▸ **Assignment 1**:
According to the article on children and nature, how many hours a day do children spend on an electronic device during the weekend?
▸ **Assignment 2**:
In the article on children and nature, switch "tablet" to "smartphone" and give the passage from "According to the" up to and including "play in nature.".
▸ **Assignment 3**:
Proceed with the article on children and nature, beginning after its last sentence.
#### Study text
According to the Australian Institute of Family Studies, children spend about 3 hours a day glued to an electronic device, and during the weekend, this number jumps to about 4.3 hours a day. These shocking numbers are well above the Australian government’s recommended limit of two hours of screen time a day, and has increased rates of child obesity, diminished children’s attention spans, and led to many health problems such as heart disease. Spending so much time indoors, hooked to a screen, also stunts children's learning and prevents them from key lessons provided when they play outdoors. So, instead of turning on the TV or handing your children a tablet, it’s time to take our children outside so that they can learn and play in nature.
Why Kids Should Spend Time in Nature
Kids are spending so much time indoors that scientists have created a name for it: Nature Deficit Disorder. Although not a real disease, this disorder prevents children from obtaining many of the benefits of playing outdoors. Being outdoors expands children’s creativity. Nature creates an unstructured type of play that allows children to meaningfully interact with their surroundings and freely design their own activities. Nature also teaches children how to behave responsibly, reduces the stress in their life, and gets them moving and physically active.
Invite Wildlife to Your Home for a Wild Adventure
Being outside doesn’t mean that your child has to be out at the park, or on a hiking trip. You can make your own backyard a wonderful outdoor adventure that is simply waiting to be explored. A great way to allow your children to have a new experience every day is to bring animals into their world. You can invite birds to your garden by adding a water fountain or working with your child to build a bird home. You and your child can also invite butterflies into your little sanctuary by planting different coloured plants and flowers. The butterfly will pollinate the flowers and start the life cycle of other wildlife. Every day could be a new adventure with different animals coming into your child’s play area. They can learn all about the animals that come into their play area, and even make a new friend or two.
########
#### Excerpted records
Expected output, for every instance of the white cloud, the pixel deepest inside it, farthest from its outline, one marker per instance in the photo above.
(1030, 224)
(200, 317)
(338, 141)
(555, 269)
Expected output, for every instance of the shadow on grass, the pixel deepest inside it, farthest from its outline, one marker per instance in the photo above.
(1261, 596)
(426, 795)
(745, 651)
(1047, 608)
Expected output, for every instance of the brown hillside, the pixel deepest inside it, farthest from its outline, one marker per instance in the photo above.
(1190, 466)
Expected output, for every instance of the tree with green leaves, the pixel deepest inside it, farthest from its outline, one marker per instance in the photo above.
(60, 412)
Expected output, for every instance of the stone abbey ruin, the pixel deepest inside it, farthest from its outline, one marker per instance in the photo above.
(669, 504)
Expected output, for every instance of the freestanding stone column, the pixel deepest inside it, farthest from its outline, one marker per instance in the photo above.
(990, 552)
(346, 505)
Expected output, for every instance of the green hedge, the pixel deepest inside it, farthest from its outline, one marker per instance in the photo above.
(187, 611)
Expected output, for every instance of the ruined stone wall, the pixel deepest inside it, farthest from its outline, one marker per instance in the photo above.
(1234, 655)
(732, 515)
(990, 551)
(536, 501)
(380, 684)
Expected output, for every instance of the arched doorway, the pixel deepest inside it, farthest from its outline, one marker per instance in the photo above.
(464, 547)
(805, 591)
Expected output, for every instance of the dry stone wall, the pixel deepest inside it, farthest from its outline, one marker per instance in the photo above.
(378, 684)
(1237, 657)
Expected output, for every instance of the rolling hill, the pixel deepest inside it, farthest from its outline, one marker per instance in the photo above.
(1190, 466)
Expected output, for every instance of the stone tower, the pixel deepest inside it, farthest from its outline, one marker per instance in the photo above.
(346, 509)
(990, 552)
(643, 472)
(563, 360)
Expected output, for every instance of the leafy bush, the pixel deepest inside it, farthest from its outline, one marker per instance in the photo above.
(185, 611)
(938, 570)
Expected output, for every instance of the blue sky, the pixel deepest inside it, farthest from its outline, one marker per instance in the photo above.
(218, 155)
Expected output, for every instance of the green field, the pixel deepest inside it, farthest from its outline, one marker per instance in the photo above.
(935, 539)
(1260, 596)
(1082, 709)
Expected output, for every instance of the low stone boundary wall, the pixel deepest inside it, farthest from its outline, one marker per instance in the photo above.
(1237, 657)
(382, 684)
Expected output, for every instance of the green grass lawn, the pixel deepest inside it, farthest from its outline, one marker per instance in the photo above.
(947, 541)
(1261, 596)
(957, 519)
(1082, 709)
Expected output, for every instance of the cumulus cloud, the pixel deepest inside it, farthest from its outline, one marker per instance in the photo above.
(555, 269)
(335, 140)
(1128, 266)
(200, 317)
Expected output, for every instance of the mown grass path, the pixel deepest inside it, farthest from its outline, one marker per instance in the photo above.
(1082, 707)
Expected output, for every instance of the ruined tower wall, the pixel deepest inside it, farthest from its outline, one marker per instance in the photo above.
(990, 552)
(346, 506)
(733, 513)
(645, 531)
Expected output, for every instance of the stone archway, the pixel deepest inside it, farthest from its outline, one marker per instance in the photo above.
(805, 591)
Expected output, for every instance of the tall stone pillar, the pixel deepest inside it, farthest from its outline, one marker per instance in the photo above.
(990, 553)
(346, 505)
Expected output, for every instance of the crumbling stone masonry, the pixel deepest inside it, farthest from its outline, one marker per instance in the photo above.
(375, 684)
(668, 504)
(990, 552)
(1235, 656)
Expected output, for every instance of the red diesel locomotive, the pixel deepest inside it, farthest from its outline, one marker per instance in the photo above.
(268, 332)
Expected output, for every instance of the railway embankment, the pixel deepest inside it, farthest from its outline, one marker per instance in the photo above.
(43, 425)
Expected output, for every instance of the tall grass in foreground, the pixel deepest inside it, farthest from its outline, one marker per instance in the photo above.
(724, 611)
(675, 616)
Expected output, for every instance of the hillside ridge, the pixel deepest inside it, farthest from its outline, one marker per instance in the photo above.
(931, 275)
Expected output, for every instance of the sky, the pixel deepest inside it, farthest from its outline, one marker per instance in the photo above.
########
▸ **Answer box 1**:
About 4.3 hours a day.

▸ **Answer box 2**:
According to the Australian Institute of Family Studies, children spend about 3 hours a day glued to an electronic device, and during the weekend, this number jumps to about 4.3 hours a day. These shocking numbers are well above the Australian government’s recommended limit of two hours of screen time a day, and has increased rates of child obesity, diminished children’s attention spans, and led to many health problems such as heart disease. Spending so much time indoors, hooked to a screen, also stunts children's learning and prevents them from key lessons provided when they play outdoors. So, instead of turning on the TV or handing your children a smartphone, it’s time to take our children outside so that they can learn and play in nature.

▸ **Answer box 3**:
Build Your Child’s Outdoor Sanctuary
Other than animals, children simply want to explore and have fun with their environment. Therefore, you can add elements of an adventure into your backyard by building different types of playgrounds. The most common way is for you and your child to build a treehouse together. Building the treehouse creates days of fun, and it allows your child to have his own sanctuary outdoors. You can also add on to the treehouse and use objects around your kitchen to make a musical fence, or attach a swing to the base of the tree. Children will not only learn how to build a home, but they will also learn how to survive in the great outdoors and how nature can give them exactly what they need. When you make a sanctuary outdoors, your child will also run to nature to solve his or her problems rather than pick up an iPad, laptop, or TV remote.
Encouraging your child to play outdoors starts with your environment. If you create a fun and adventurous play area, they won’t ever want to come inside.